Labeling and segmentation records:
----

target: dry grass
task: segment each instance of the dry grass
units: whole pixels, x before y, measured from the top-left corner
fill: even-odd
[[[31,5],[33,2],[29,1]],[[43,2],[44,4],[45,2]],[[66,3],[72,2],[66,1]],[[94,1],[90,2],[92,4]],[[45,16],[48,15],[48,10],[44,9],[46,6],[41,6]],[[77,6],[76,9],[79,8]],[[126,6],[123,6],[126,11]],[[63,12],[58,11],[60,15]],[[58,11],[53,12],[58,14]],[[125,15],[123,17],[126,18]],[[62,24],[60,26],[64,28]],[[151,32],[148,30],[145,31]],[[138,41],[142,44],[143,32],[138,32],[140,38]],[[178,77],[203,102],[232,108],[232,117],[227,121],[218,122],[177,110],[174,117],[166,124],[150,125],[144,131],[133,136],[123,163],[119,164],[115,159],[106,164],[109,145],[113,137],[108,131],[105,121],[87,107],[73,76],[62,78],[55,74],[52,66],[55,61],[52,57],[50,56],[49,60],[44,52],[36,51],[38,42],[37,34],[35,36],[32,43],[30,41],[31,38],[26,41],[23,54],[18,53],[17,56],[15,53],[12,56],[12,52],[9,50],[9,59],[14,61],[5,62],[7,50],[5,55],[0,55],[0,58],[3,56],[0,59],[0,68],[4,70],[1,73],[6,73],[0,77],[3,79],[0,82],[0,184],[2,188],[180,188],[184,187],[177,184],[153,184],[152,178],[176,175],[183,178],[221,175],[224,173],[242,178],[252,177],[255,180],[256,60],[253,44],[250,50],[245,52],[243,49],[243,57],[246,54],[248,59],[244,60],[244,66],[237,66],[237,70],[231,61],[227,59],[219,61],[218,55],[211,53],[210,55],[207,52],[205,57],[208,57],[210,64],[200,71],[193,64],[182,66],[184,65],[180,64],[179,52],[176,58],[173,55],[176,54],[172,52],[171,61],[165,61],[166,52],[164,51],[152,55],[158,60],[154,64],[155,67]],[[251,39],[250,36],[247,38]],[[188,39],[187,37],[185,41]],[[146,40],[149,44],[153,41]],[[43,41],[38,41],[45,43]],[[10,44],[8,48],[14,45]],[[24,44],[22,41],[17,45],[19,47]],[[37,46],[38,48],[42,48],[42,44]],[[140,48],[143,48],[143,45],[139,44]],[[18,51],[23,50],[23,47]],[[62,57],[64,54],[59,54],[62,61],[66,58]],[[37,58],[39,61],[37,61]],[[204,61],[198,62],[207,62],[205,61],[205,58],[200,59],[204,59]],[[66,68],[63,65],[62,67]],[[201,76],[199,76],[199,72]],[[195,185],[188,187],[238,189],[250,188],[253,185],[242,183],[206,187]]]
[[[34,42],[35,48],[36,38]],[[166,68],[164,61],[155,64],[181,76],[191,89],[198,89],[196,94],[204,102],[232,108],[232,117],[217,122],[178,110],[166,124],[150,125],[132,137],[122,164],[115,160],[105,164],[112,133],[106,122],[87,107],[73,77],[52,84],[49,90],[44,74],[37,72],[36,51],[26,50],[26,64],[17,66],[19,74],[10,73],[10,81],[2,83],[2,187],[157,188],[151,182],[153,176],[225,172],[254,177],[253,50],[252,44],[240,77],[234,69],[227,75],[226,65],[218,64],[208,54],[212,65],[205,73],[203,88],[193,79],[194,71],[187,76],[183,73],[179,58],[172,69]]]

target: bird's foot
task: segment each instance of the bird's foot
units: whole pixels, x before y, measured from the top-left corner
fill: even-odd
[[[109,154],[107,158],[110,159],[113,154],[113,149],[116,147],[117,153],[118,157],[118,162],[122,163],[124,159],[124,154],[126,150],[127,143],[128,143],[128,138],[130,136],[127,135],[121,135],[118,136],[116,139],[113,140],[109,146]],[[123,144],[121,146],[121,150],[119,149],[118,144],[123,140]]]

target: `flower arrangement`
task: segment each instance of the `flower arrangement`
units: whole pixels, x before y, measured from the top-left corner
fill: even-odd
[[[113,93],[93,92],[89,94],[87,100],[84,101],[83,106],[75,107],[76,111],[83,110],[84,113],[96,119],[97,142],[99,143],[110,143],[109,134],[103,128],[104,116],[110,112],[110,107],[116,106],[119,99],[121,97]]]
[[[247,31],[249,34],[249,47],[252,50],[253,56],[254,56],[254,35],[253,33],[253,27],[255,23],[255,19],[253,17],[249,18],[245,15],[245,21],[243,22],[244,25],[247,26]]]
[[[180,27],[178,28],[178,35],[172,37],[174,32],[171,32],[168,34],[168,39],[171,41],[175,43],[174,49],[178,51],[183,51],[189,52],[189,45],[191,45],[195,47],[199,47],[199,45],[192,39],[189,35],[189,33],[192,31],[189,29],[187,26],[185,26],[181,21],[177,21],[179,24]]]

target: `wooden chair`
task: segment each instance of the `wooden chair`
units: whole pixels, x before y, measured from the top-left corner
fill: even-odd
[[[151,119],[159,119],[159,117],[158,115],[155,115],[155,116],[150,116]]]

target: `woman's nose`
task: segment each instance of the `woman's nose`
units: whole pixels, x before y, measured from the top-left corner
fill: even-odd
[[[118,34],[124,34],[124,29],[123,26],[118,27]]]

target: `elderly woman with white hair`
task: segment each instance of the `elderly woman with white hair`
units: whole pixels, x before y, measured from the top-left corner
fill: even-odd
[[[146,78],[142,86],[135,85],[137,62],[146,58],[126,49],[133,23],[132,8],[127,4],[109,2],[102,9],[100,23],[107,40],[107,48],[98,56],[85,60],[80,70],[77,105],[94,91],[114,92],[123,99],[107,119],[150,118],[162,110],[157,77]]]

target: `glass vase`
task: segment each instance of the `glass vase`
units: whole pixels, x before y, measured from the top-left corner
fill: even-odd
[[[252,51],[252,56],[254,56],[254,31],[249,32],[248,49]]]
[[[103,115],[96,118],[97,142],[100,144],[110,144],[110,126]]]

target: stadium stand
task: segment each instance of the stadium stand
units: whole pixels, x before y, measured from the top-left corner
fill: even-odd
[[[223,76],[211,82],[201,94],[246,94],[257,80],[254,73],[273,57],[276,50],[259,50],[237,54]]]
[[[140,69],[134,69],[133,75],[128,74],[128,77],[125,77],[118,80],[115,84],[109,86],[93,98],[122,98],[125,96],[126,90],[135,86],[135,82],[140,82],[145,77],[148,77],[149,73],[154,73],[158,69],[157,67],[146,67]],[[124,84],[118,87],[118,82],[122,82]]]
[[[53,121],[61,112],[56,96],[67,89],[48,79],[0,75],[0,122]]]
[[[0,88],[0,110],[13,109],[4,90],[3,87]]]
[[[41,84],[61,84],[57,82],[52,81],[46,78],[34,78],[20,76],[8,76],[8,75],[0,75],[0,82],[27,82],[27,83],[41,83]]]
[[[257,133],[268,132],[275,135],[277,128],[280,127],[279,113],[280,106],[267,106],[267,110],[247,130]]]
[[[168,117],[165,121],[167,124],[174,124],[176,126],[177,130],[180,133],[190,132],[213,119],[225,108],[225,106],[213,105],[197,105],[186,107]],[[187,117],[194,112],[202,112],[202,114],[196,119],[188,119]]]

----

What is expected - Every record should be given again exactly.

Complete response -
target: dry grass
task: segment each instance of the dry grass
units: whole pixels, x before y, measured from the top-left corner
fill: even-odd
[[[31,5],[33,2],[29,1]],[[43,2],[44,4],[45,2]],[[66,3],[72,2],[66,1]],[[94,1],[90,2],[92,4]],[[45,16],[48,15],[48,10],[44,9],[46,6],[41,6]],[[77,6],[76,9],[79,8]],[[126,6],[123,6],[126,11]],[[63,12],[58,11],[60,15]],[[58,11],[53,12],[58,14]],[[125,15],[123,17],[126,18]],[[62,24],[60,26],[64,28]],[[151,32],[148,30],[145,31]],[[138,41],[142,44],[143,32],[138,32],[140,38]],[[178,77],[203,102],[232,108],[232,117],[227,121],[218,122],[177,110],[174,117],[166,124],[150,125],[144,131],[133,136],[123,163],[119,164],[115,159],[106,164],[109,145],[113,137],[108,131],[105,121],[87,107],[73,76],[62,78],[55,74],[52,66],[55,61],[52,57],[50,56],[49,60],[44,52],[36,51],[38,42],[37,34],[35,36],[32,43],[30,41],[31,38],[26,41],[23,54],[18,53],[17,56],[15,53],[12,56],[12,52],[9,50],[9,59],[14,61],[5,62],[7,50],[5,55],[0,55],[0,58],[3,56],[0,59],[0,68],[4,70],[1,73],[6,73],[0,77],[3,79],[0,82],[0,184],[2,188],[180,188],[184,187],[177,184],[153,184],[152,178],[176,175],[183,178],[221,175],[224,173],[242,178],[252,177],[255,180],[256,60],[253,44],[250,50],[245,52],[243,49],[243,57],[246,54],[248,59],[244,60],[244,66],[237,66],[237,70],[231,61],[227,59],[219,61],[218,55],[211,53],[210,55],[207,52],[205,57],[208,57],[210,64],[200,71],[193,64],[182,66],[184,65],[180,64],[179,52],[176,58],[173,55],[176,54],[172,52],[171,61],[165,61],[166,52],[164,51],[152,55],[158,60],[154,64],[155,67]],[[251,39],[250,36],[247,38]],[[188,39],[187,37],[185,41]],[[146,40],[149,44],[153,41]],[[43,41],[38,41],[45,43]],[[10,44],[8,48],[14,45]],[[24,44],[22,41],[17,45],[19,47]],[[37,46],[38,48],[42,48],[42,44]],[[140,48],[143,48],[143,45],[139,44]],[[18,51],[23,50],[23,47]],[[62,57],[64,54],[59,54],[62,61],[66,58]],[[37,58],[39,61],[37,61]],[[204,61],[198,62],[207,62],[205,61],[205,58],[200,59],[204,59]],[[66,68],[63,65],[62,67]],[[201,76],[199,76],[199,72]],[[195,185],[188,187],[238,189],[250,188],[253,185],[242,183],[206,187]]]
[[[34,42],[35,48],[36,38]],[[166,68],[164,61],[155,64],[181,76],[191,89],[198,89],[196,94],[204,102],[232,108],[232,117],[217,122],[178,110],[166,124],[150,125],[132,137],[122,164],[115,160],[105,164],[112,133],[106,122],[87,107],[73,77],[52,84],[49,90],[44,74],[37,72],[36,51],[26,50],[26,64],[17,66],[19,74],[10,73],[10,81],[2,83],[2,187],[157,188],[151,182],[153,176],[225,172],[254,177],[253,50],[252,44],[240,77],[234,69],[227,75],[226,65],[218,64],[208,54],[212,65],[205,73],[203,88],[193,79],[194,71],[187,76],[183,73],[179,58],[172,69]]]

target: bird's foot
task: segment each instance of the bird's foot
units: whole pixels, x before y, measured from the top-left corner
fill: even-odd
[[[109,154],[107,158],[110,159],[113,154],[113,149],[116,147],[117,153],[118,157],[118,162],[122,163],[124,159],[124,154],[126,150],[127,143],[128,143],[128,138],[130,136],[127,135],[121,135],[118,136],[116,139],[113,140],[109,146]],[[123,144],[121,146],[121,150],[119,149],[118,144],[123,140]]]

target: `flower arrangement`
task: segment each instance of the `flower arrangement`
units: whole pixels, x before y, measured from the top-left corner
fill: even-odd
[[[113,93],[93,92],[89,94],[87,100],[84,101],[83,106],[75,107],[76,111],[83,110],[84,113],[96,119],[97,142],[99,143],[110,143],[109,134],[103,128],[104,116],[110,112],[110,107],[116,106],[119,99],[121,97]]]
[[[247,31],[249,34],[249,47],[252,50],[253,56],[254,56],[254,35],[253,33],[253,27],[255,23],[255,19],[253,17],[249,18],[245,15],[245,21],[243,22],[244,25],[247,26]]]
[[[180,27],[178,28],[178,35],[172,37],[174,32],[171,32],[168,34],[168,39],[171,41],[175,43],[174,49],[178,51],[183,51],[189,52],[189,45],[191,45],[195,47],[199,47],[199,45],[192,39],[189,35],[189,33],[192,31],[189,29],[187,26],[185,26],[181,21],[177,21],[179,24]]]

target: `wooden chair`
task: segment each instance of the `wooden chair`
units: whole pixels, x before y, measured from the top-left corner
fill: even-odd
[[[151,119],[159,119],[159,117],[158,115],[155,115],[155,116],[150,116]]]

target: `woman's nose`
task: segment each instance of the `woman's nose`
units: whole pixels, x before y, measured from the top-left corner
fill: even-odd
[[[118,34],[124,34],[124,29],[123,26],[118,27]]]

target: `elderly woman with white hair`
task: segment each instance of the `elderly woman with white hair`
units: whole pixels, x before y, measured from the top-left corner
fill: even-odd
[[[146,78],[142,86],[135,85],[137,62],[146,58],[126,49],[133,23],[132,8],[127,4],[109,2],[102,9],[100,23],[107,40],[107,48],[98,56],[85,60],[80,70],[77,105],[94,91],[114,92],[123,99],[107,119],[150,118],[162,110],[157,77]]]

target: `glass vase`
task: segment each instance of the `glass vase`
units: whole pixels, x before y, measured from the top-left corner
fill: even-odd
[[[252,51],[252,56],[254,56],[254,31],[249,32],[248,49]]]
[[[103,115],[96,118],[97,142],[100,144],[110,144],[110,126]]]

target: stadium stand
task: segment each instance of the stadium stand
units: whole pixels, x before y, measured from the top-left corner
fill: even-odd
[[[223,76],[211,82],[201,94],[246,94],[257,80],[254,73],[273,57],[276,50],[259,50],[237,54]]]
[[[140,69],[134,69],[133,75],[128,74],[128,77],[125,77],[118,80],[115,84],[109,86],[93,98],[122,98],[125,96],[126,90],[135,86],[135,82],[140,82],[145,77],[148,77],[149,73],[154,73],[158,69],[157,67],[146,67]],[[124,84],[118,87],[118,82],[122,82]]]
[[[53,121],[61,112],[56,96],[67,89],[48,79],[0,75],[0,122]]]
[[[0,88],[0,110],[13,109],[4,90],[3,87]]]
[[[41,84],[61,84],[57,82],[52,81],[46,78],[34,78],[20,76],[8,76],[8,75],[0,75],[0,82],[27,82],[27,83],[41,83]]]
[[[257,133],[268,132],[275,135],[277,128],[280,127],[279,113],[280,106],[267,106],[267,110],[247,130]]]
[[[168,117],[165,121],[167,124],[174,124],[176,126],[177,130],[180,133],[190,132],[213,119],[225,108],[225,106],[213,105],[197,105],[186,107]],[[187,117],[194,112],[202,112],[202,114],[196,119],[188,119]]]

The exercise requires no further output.